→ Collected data
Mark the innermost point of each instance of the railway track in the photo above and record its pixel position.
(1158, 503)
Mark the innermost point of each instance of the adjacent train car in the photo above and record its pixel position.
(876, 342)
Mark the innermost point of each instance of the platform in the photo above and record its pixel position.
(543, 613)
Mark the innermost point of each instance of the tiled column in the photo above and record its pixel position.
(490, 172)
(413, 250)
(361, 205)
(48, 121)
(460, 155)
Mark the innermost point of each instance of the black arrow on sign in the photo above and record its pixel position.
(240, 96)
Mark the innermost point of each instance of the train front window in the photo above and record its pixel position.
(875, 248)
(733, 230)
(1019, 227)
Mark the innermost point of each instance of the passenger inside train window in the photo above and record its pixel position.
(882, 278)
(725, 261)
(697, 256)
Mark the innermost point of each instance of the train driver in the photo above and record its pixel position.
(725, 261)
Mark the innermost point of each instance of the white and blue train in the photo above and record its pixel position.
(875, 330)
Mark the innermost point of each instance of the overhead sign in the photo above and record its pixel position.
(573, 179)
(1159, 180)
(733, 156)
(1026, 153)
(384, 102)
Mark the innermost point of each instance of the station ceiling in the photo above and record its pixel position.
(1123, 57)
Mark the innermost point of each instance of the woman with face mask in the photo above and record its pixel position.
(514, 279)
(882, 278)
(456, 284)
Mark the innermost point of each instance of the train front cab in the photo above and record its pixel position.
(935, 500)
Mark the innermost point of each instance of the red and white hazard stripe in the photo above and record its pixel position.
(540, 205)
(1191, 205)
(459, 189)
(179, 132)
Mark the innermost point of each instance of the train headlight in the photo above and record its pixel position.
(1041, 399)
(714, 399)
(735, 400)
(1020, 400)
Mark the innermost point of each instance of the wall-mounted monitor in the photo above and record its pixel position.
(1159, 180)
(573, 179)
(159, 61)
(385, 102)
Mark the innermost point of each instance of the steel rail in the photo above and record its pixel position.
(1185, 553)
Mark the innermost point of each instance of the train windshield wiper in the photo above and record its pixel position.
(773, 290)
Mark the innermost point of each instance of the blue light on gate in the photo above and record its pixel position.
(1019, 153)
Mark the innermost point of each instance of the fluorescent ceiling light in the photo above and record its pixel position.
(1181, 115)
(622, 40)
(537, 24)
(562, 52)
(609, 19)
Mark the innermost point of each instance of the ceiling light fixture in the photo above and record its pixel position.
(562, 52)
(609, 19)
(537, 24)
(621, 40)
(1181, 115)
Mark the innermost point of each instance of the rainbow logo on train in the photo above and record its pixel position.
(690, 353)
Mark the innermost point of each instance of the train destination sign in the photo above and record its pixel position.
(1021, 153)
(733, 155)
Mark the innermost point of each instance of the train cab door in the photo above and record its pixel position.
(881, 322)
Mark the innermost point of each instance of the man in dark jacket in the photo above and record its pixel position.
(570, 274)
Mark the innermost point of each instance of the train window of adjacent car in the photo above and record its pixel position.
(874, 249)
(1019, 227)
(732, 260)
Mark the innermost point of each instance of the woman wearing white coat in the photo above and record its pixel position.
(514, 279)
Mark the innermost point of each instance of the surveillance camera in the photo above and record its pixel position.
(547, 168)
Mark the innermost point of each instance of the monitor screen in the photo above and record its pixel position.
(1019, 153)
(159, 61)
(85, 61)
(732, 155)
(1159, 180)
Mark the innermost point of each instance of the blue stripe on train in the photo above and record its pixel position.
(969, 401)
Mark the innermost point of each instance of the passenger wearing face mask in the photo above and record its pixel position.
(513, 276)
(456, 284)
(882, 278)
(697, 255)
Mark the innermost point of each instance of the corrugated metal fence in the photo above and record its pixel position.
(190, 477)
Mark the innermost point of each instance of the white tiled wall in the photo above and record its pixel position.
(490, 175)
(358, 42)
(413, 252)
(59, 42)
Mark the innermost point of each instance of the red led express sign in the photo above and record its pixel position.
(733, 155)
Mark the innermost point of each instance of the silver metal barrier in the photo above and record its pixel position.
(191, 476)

→ Goal
Could you copy out every item above, word for word?

→ Output
Mark the innermost point of each instance of the railway track in the photo above and record its pixel position.
(1158, 503)
Mark the innermost point of each instance of the adjacent train car in the photo above and record its pixel position.
(876, 342)
Mark the innermost point of each instance of the platform in the photo above and record its pixel position.
(543, 613)
Mark the innermost point of each instance of the tiled column in the photo above and record its pixel position.
(490, 172)
(413, 250)
(361, 205)
(48, 121)
(460, 155)
Mark the innermost point of each instance of the black arrow on sign in the photo above and record its pixel position.
(240, 96)
Mark the innermost point of each instance of the train front window in the photo above and record its pixel position.
(875, 248)
(733, 230)
(1019, 227)
Mark the innermost point of each instance of the passenger inside train window in the photo above and record its pixel position.
(882, 278)
(725, 261)
(697, 256)
Mark the innermost point of each instance of the train driver in the photo above and record its pixel position.
(725, 261)
Mark the innermost point of each instance of the white and blue train in the photo above and record its pixel position.
(875, 330)
Mark the innermost point of each instance of the overhead sign in the photo above and record its pixel position.
(573, 179)
(1159, 180)
(733, 156)
(1026, 153)
(384, 102)
Mark the innermost point of each instance of the station ceiling in the photo above and record its pixel position.
(1123, 57)
Mark the innermost point of each instance of the woman with face mask in the photo above and record its pixel position.
(514, 279)
(882, 278)
(456, 284)
Mark the innermost point of each instance of the train front cab in the photo above and record its pixel position.
(935, 500)
Mark the innermost point of each instance of the red and white hazard stripe in the photo above and record its pixel position.
(540, 205)
(1191, 205)
(459, 189)
(179, 132)
Mark the innermost point of each instance of the train headlight in the photo above and record its pixel position.
(1041, 399)
(714, 399)
(735, 400)
(1020, 400)
Mark the innermost point of each instance of the wall-mounted monitor in the photo above and record its pixel position.
(1159, 180)
(573, 179)
(159, 61)
(385, 102)
Mark the innermost point of each instance of the steel rail in the photo above and record its pixel position.
(1185, 553)
Mark the innermost point of each instance of the train windshield wiper in the photo above and record its pixel position.
(773, 290)
Mark the innermost point of each instance of the blue light on gate in the photo above and record its pixel position.
(1019, 153)
Mark the innermost point of each instance of the fluorescent ceiling light in the photo above and record its pixel position.
(1181, 115)
(622, 40)
(537, 24)
(562, 52)
(609, 19)
Mark the innermost point of each instance of the ceiling light fixture in the photo above and record its pixel position.
(562, 52)
(609, 19)
(537, 24)
(621, 40)
(1181, 115)
Mark the innermost point of each instance of the rainbow logo on train in the photo above and record its pixel position.
(690, 353)
Mark the innermost point of each instance of the train destination sign in the photo above and record its pixel position.
(1021, 153)
(733, 155)
Mark the innermost point of each instance of the train cab door in the photo above and record its pixel position.
(881, 322)
Mark the innermost point of each instance of the man in dark jacket in the photo above and record its pixel position.
(570, 274)
Mark the innermost point of each instance of the train window of adjacent car in the photo above and record its pixel position.
(874, 249)
(1019, 227)
(732, 260)
Mark the innermost point of each instance of the woman wearing white coat in the photo above and record its pixel position.
(514, 279)
Mark the innermost point of each instance of the surveillance camera in the photo above and record its pixel position.
(547, 168)
Mark the innermost point of each instance of the monitor screen in the photo above and record its pixel position.
(1019, 153)
(159, 61)
(85, 61)
(732, 155)
(1159, 180)
Mark the innermost point of each instance of the blue stripe on train in the photo above and record its pixel position.
(969, 401)
Mark the innermost point of each instance of the passenger wearing face mask in the photo above and record its pixel position.
(513, 276)
(456, 284)
(882, 278)
(697, 255)
Mark the innermost point of each instance of the corrugated metal fence in the photo above and record its pixel position.
(190, 477)
Mark the innermost point of each instance of the white tiled wall in the photo above and record its pixel position.
(490, 175)
(358, 42)
(413, 252)
(59, 42)
Mark the innermost point of each instance of the red led express sign in the photo above and record its pixel position.
(733, 155)
Mark the innermost point of each instance of the silver metal barrier in the photo above and record its pixel position.
(191, 476)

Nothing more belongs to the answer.